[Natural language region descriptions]
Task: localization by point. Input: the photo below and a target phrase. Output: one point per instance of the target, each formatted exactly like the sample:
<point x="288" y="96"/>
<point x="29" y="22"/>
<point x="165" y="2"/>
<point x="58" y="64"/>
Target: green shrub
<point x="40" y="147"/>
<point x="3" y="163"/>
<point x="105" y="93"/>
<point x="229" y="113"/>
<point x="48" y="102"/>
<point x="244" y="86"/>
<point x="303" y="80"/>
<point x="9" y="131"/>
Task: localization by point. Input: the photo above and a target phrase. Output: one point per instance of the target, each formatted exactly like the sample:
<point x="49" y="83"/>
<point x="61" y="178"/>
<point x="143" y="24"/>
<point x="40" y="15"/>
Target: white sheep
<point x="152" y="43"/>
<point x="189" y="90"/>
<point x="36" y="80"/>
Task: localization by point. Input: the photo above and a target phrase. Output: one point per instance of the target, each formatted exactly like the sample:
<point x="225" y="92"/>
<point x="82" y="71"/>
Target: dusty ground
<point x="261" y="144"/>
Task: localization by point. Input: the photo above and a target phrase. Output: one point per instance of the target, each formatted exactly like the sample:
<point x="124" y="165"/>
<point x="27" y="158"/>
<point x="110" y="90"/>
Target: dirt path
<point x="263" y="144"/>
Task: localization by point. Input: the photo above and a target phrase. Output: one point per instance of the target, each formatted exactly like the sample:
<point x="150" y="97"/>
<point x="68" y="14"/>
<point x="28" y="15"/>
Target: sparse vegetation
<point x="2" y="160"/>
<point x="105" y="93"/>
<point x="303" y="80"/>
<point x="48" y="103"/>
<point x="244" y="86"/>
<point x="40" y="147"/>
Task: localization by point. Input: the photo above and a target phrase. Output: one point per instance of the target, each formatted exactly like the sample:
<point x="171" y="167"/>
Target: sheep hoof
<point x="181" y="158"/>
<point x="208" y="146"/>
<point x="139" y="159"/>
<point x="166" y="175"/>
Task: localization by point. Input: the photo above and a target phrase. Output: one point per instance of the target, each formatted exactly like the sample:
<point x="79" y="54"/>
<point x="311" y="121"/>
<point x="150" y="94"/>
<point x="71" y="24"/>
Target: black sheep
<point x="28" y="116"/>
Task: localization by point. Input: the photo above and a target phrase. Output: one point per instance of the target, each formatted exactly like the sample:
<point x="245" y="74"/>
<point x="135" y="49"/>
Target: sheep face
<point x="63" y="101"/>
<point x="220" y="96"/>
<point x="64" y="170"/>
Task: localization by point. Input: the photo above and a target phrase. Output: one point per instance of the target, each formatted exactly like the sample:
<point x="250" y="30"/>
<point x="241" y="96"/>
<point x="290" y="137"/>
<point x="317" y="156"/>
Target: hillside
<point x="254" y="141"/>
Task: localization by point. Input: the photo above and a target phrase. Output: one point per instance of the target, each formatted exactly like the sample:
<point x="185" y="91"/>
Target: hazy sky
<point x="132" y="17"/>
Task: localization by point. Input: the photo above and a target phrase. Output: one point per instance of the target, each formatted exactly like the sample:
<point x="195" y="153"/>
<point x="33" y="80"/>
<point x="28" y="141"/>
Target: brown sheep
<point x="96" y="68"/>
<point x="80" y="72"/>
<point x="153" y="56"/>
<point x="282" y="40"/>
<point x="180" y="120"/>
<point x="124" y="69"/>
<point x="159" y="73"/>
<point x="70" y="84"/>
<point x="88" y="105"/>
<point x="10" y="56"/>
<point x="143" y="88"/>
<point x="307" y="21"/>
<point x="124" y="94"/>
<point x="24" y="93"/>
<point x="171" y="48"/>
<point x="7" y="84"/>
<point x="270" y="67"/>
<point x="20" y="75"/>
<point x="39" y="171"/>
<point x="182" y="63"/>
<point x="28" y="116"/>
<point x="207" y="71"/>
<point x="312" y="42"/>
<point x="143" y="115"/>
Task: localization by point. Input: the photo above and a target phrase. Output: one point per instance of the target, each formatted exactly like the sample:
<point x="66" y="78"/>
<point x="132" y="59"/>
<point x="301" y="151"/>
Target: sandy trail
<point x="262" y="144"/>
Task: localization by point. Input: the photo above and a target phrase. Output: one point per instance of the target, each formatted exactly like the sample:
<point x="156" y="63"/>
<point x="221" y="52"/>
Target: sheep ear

*TASK TO COMPLETE*:
Every line of the records should be reproduced exactly.

*RESPONSE BELOW*:
Task: localization by point. Input: the photo below and a target phrase. Output: one point per instance of the target, each formatted exactly like the sample:
<point x="288" y="96"/>
<point x="29" y="22"/>
<point x="165" y="2"/>
<point x="58" y="64"/>
Target: green shrub
<point x="40" y="147"/>
<point x="3" y="163"/>
<point x="105" y="93"/>
<point x="229" y="113"/>
<point x="48" y="102"/>
<point x="244" y="86"/>
<point x="303" y="80"/>
<point x="9" y="131"/>
Task: localization by point. Input: the photo above and a target phrase. Output: one point per instance of the target, each formatted exactly like the sample:
<point x="49" y="83"/>
<point x="61" y="178"/>
<point x="143" y="24"/>
<point x="40" y="15"/>
Target: white sheep
<point x="152" y="43"/>
<point x="189" y="90"/>
<point x="36" y="80"/>
Task: localization by point. Input: the photo above and a target phrase. Output: one point per instance of the target, each formatted exactly like the sample:
<point x="225" y="92"/>
<point x="82" y="71"/>
Target: dusty ground
<point x="261" y="144"/>
Task: localization by point. Input: the photo above and a target phrase. Output: one point per instance of the target, each formatted exactly like the sample:
<point x="124" y="165"/>
<point x="27" y="158"/>
<point x="110" y="90"/>
Target: dirt path
<point x="263" y="144"/>
Task: localization by point. Input: the photo above and a target phrase. Output: one point per instance of the target, each formatted exactly like the sample:
<point x="150" y="97"/>
<point x="68" y="14"/>
<point x="28" y="15"/>
Target: sparse vegetation
<point x="2" y="160"/>
<point x="105" y="93"/>
<point x="303" y="80"/>
<point x="48" y="103"/>
<point x="244" y="86"/>
<point x="40" y="147"/>
Task: localization by point. Input: the photo above and a target phrase. Output: one point per instance of the target, each formatted exactly like the sample:
<point x="171" y="167"/>
Target: sheep hoof
<point x="181" y="158"/>
<point x="208" y="146"/>
<point x="139" y="159"/>
<point x="166" y="175"/>
Task: localization by point. Input: the photo above and a target phrase. Output: one point per instance of the target, each formatted exactly like the sample:
<point x="79" y="54"/>
<point x="311" y="121"/>
<point x="150" y="94"/>
<point x="71" y="24"/>
Target: black sheep
<point x="28" y="116"/>
Task: localization by point. Input: the photo above and a target phrase. Output: one point per instance of the target, each formatted exactly like the sample:
<point x="245" y="74"/>
<point x="135" y="49"/>
Target: sheep face
<point x="63" y="101"/>
<point x="220" y="96"/>
<point x="64" y="170"/>
Task: localization by point. Input: the photo above and a target phrase. Output: one point per instance of the target, each formatted exactly like the sample:
<point x="250" y="30"/>
<point x="241" y="96"/>
<point x="290" y="137"/>
<point x="317" y="156"/>
Target: hillside
<point x="254" y="141"/>
Task: localization by point. Input: the photo above and a target phrase. Output: one point per instance of the target, each formatted exactly like the sample:
<point x="185" y="91"/>
Target: hazy sky
<point x="132" y="17"/>
Task: localization by point. Input: the photo above and a target phrase. Output: one point per instance of the target, each formatted exactly like the sample:
<point x="195" y="153"/>
<point x="33" y="80"/>
<point x="28" y="141"/>
Target: brown sheep
<point x="96" y="68"/>
<point x="80" y="72"/>
<point x="153" y="56"/>
<point x="282" y="40"/>
<point x="180" y="120"/>
<point x="124" y="69"/>
<point x="159" y="73"/>
<point x="70" y="84"/>
<point x="88" y="105"/>
<point x="10" y="56"/>
<point x="143" y="88"/>
<point x="307" y="21"/>
<point x="124" y="94"/>
<point x="24" y="93"/>
<point x="171" y="48"/>
<point x="7" y="84"/>
<point x="270" y="67"/>
<point x="20" y="75"/>
<point x="39" y="171"/>
<point x="182" y="63"/>
<point x="28" y="116"/>
<point x="207" y="71"/>
<point x="312" y="42"/>
<point x="143" y="115"/>
Task: localization by point. Input: the photo above and a target phrase. Output: one point per instance of the target, each formatted exactly like the sample:
<point x="66" y="78"/>
<point x="132" y="59"/>
<point x="301" y="151"/>
Target: sandy trail
<point x="262" y="144"/>
Task: localization by point. Input: the photo above and a target phrase. Output: one point per instance of the target, each formatted exactly like the sample:
<point x="156" y="63"/>
<point x="221" y="52"/>
Target: sheep ear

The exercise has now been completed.